→ **Your goal**
If a line of the data below holds the word "green", list it.

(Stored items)
◆ ◆ ◆ ◆ ◆
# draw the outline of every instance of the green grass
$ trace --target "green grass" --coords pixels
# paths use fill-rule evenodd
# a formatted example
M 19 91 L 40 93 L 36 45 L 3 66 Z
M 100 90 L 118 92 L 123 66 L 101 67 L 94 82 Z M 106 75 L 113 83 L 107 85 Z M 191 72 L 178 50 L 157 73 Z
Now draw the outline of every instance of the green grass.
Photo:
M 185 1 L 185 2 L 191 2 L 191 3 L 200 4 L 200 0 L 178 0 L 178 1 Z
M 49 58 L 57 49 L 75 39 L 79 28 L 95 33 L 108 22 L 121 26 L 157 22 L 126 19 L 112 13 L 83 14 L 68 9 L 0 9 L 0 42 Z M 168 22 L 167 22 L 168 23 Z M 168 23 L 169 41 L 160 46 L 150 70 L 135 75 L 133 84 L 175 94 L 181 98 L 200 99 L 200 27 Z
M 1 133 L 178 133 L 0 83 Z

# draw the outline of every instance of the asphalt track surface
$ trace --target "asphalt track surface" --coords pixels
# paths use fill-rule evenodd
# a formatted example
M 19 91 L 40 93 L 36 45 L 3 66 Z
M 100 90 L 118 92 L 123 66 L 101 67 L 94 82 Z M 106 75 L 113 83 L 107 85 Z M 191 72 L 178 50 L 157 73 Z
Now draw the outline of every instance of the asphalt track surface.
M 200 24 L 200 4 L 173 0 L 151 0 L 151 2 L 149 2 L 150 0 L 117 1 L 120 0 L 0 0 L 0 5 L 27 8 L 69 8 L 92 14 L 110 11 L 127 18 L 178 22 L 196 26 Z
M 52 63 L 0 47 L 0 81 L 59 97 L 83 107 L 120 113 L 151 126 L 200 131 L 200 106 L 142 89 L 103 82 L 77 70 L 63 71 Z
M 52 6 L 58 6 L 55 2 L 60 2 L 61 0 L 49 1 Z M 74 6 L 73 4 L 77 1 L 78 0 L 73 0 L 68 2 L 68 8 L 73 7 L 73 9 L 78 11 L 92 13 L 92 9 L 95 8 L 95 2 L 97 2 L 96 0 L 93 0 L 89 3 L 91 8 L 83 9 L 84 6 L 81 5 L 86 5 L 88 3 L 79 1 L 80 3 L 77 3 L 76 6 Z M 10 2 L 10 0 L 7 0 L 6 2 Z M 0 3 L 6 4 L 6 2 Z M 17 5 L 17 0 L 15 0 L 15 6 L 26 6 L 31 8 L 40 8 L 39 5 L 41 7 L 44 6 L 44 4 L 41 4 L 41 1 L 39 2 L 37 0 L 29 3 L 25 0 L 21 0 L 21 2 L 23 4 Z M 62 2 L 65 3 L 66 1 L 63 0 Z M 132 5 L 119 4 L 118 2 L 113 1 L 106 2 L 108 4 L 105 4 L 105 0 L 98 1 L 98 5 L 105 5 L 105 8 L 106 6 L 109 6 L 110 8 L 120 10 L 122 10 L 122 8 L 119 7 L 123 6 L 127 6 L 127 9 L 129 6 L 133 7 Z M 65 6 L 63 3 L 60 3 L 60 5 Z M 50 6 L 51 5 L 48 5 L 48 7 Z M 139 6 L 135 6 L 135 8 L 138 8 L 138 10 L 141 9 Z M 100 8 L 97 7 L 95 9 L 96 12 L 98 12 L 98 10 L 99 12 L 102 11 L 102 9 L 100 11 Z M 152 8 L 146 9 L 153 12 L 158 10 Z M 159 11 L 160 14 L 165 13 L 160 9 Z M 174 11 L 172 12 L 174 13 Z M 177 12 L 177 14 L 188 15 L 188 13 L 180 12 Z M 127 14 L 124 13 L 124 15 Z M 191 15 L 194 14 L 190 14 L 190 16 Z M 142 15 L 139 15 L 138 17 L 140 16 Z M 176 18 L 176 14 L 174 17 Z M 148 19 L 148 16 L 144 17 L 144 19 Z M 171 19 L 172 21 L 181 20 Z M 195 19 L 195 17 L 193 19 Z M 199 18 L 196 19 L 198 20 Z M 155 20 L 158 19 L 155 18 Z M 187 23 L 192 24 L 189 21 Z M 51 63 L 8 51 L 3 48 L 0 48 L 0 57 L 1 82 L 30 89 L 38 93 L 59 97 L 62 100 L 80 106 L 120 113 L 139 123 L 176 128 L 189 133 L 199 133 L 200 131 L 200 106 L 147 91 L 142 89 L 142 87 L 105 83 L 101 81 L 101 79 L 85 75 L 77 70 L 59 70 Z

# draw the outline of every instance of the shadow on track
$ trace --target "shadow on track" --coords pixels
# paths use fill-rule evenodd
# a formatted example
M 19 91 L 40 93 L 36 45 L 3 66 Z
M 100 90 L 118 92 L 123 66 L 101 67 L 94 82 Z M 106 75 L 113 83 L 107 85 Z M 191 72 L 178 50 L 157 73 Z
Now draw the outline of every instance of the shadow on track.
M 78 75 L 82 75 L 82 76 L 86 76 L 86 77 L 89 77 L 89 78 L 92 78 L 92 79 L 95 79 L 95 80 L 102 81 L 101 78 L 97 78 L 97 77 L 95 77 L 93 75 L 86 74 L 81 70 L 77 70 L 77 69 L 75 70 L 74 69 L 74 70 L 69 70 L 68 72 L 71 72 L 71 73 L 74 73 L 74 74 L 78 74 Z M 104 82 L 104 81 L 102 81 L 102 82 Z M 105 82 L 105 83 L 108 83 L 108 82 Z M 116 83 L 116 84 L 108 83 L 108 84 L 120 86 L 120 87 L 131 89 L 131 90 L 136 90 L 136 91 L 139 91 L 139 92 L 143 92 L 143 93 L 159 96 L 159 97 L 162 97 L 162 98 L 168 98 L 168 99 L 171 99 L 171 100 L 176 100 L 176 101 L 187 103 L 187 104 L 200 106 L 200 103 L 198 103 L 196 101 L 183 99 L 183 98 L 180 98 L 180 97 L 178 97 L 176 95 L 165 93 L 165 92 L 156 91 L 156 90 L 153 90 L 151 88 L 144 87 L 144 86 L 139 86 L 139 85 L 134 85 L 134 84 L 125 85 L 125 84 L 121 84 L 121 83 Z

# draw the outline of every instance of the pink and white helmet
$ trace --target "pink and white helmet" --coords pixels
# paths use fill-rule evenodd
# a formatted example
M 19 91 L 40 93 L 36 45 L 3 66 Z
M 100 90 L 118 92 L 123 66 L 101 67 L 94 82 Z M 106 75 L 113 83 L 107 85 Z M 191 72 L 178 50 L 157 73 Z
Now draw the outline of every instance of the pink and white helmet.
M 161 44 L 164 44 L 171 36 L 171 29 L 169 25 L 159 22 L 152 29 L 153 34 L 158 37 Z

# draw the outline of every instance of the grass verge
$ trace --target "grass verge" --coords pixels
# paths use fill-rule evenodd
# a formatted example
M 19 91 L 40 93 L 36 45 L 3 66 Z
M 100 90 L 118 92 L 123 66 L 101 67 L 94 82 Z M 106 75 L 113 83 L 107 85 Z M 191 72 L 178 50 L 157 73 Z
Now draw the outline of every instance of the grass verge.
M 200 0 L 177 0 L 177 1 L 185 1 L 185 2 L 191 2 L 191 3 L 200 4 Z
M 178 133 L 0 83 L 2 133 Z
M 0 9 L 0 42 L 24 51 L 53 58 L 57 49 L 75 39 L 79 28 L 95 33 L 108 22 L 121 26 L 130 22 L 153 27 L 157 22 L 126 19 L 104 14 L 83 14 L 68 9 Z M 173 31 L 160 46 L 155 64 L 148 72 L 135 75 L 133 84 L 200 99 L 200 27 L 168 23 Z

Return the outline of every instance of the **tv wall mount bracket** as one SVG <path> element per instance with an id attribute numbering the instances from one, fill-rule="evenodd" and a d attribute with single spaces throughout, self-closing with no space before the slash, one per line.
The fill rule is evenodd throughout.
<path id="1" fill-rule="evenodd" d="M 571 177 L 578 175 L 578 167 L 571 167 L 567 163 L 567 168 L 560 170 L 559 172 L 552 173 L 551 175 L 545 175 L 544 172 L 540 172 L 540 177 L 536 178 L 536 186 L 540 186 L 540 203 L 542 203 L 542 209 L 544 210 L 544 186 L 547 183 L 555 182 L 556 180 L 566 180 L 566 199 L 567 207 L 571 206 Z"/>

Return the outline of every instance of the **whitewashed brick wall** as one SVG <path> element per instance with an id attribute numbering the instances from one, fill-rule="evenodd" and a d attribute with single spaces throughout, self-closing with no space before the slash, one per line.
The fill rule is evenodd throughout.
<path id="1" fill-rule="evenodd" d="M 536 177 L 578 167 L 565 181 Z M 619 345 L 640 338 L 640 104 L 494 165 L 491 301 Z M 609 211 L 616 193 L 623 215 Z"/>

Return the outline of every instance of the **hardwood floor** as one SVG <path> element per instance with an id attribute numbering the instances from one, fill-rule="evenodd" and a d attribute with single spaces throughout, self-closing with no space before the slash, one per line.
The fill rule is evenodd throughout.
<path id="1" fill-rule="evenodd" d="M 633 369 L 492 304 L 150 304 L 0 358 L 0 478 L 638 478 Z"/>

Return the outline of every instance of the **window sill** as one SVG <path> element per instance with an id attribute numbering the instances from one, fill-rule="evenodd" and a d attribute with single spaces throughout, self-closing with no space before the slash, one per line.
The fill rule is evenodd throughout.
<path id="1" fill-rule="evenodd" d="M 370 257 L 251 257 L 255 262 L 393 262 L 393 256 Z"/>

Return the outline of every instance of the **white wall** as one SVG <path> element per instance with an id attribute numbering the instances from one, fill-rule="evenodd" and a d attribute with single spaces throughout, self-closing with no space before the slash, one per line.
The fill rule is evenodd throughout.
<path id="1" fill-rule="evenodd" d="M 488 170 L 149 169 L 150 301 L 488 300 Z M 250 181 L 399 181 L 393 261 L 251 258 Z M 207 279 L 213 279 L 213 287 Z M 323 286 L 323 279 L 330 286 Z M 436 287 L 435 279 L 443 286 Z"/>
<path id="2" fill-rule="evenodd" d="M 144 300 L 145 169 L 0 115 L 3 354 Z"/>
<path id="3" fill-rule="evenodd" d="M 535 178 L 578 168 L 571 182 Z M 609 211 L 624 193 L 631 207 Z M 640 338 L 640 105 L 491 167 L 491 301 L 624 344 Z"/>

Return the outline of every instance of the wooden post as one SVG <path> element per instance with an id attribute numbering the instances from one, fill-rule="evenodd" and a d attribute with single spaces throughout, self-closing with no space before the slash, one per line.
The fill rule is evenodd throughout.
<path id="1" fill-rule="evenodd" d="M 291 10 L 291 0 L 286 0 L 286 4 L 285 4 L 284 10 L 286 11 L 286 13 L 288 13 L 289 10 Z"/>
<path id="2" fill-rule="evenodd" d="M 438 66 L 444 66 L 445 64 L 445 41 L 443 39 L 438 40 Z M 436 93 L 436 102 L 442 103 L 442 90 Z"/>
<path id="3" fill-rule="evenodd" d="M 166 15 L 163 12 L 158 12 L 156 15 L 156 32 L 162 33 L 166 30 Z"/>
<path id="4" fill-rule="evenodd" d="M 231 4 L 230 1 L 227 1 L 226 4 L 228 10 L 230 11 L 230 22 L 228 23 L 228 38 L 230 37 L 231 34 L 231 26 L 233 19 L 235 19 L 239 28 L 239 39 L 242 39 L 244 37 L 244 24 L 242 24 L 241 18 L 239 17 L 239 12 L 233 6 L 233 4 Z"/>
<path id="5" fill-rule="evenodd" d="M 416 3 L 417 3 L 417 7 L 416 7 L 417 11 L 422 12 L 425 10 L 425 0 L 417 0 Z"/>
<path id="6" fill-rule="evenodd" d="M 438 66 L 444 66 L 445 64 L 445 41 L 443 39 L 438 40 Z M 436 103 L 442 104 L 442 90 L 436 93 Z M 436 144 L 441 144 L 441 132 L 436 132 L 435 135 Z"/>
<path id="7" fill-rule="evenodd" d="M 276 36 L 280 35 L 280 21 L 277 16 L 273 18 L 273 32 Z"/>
◆ ◆ ◆ ◆ ◆
→ **Result below**
# draw the outline of every instance of the green grass
$ trace --target "green grass" --coords pixels
Now draw the outline of every instance of the green grass.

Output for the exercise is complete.